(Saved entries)
────────────────────────────────────────

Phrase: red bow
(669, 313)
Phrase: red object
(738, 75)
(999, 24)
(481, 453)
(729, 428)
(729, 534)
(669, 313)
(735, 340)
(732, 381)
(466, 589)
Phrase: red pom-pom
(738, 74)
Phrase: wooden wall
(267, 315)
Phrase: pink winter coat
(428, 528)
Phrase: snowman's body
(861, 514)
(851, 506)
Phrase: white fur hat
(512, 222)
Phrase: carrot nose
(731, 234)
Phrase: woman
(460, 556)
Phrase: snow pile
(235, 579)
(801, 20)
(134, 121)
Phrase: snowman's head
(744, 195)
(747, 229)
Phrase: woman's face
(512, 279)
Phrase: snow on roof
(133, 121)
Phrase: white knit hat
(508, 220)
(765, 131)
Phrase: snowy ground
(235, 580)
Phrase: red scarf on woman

────────────────────────────────────────

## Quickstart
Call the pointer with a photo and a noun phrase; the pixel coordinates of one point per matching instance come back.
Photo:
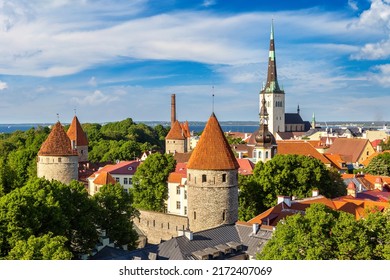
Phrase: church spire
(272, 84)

────────────────────────────────────────

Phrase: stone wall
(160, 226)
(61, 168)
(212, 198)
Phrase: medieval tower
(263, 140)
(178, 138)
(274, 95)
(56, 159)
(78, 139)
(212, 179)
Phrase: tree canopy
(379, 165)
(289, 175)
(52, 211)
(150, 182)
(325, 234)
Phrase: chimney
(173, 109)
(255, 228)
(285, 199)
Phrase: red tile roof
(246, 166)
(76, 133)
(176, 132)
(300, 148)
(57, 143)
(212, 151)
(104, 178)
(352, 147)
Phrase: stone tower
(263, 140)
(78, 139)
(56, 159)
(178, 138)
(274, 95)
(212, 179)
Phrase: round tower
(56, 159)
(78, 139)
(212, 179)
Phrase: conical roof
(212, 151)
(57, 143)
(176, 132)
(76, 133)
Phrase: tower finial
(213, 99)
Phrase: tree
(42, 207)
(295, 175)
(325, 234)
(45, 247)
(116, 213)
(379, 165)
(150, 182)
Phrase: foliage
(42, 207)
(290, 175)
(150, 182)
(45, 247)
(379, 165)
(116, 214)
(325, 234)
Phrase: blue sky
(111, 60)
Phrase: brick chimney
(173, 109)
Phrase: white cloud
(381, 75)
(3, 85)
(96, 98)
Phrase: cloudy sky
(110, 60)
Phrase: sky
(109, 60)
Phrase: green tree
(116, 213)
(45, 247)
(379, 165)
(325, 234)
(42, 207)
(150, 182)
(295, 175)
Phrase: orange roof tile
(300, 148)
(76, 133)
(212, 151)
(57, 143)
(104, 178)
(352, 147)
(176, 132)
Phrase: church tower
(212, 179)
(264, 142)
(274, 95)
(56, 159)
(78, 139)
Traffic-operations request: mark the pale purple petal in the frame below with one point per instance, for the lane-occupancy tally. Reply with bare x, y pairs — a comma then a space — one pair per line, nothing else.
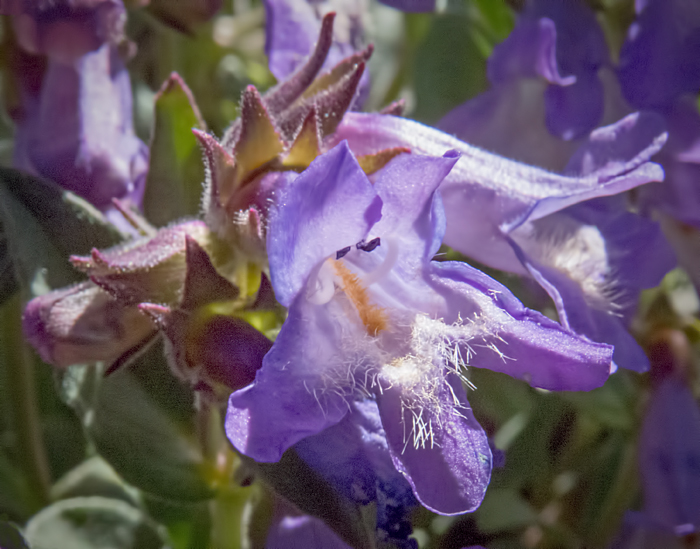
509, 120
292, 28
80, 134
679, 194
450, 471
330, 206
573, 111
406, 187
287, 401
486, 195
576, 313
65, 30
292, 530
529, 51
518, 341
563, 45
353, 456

────────────────────────────────────────

• **Aim of the task**:
Taking the lines above, repeat exactly those from the line that contains "Phrase: wooden wall" through the line that contains "Phrase: red scarf on woman", and both of those lines as well. Include nothing else.

• **Answer space**:
Phrase: wooden wall
(267, 315)
Phrase: pink winter coat
(428, 528)
Phrase: snowman's body
(861, 514)
(851, 506)
Phrase: white fur hat
(512, 222)
Phrase: carrot nose
(731, 234)
Phrase: woman
(460, 556)
Phrase: snow pile
(235, 579)
(801, 20)
(134, 121)
Phrase: snowman's head
(744, 195)
(747, 229)
Phrase: woman's face
(512, 279)
Phrase: snow on roof
(133, 121)
Phrase: white knit hat
(508, 220)
(765, 131)
Phrase: snowy ground
(235, 580)
Phrase: red scarf on woman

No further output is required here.